(ENTRIES SUPPLIED begins)
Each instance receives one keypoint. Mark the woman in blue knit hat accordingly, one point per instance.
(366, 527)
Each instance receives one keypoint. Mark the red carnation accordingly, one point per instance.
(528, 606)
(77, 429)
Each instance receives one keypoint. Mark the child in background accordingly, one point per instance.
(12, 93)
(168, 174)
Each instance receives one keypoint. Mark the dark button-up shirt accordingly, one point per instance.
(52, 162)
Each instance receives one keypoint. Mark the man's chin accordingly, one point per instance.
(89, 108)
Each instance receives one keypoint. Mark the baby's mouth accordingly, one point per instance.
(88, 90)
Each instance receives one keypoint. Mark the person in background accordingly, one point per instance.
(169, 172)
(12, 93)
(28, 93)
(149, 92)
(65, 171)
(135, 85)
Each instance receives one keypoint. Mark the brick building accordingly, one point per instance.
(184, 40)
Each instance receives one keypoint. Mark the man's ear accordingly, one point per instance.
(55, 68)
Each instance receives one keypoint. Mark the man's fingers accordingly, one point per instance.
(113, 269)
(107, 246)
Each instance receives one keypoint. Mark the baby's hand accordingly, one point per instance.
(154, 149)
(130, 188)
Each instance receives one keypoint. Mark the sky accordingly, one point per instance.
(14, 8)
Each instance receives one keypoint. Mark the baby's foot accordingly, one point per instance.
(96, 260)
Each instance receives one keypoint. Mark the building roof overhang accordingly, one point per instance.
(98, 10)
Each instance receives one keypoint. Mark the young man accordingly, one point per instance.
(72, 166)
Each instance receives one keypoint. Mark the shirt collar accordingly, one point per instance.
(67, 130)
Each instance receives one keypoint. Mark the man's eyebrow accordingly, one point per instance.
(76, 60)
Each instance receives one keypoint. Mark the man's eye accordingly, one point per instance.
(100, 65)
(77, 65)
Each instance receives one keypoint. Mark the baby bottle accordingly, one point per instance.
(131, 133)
(ENTRIES SUPPLIED ends)
▶ [WHAT TO PRODUCE]: Only the stretch of lines that begins with the one holding "Each instance receives one keypoint. Mark the man's eyebrow" and ends with the last line above belongs in the answer; please write it out exactly.

▶ [SOLUTION TO THE PROBLEM]:
Each instance receives one keypoint. Mark the man's eyebrow accordingly, one point per instance.
(76, 60)
Each instance receives one keypoint. Mark the man's eye accordingly, one point per instance.
(100, 65)
(77, 65)
Each instance receives one keypoint. Mark the baby bottle accordingly, one point per instance.
(131, 133)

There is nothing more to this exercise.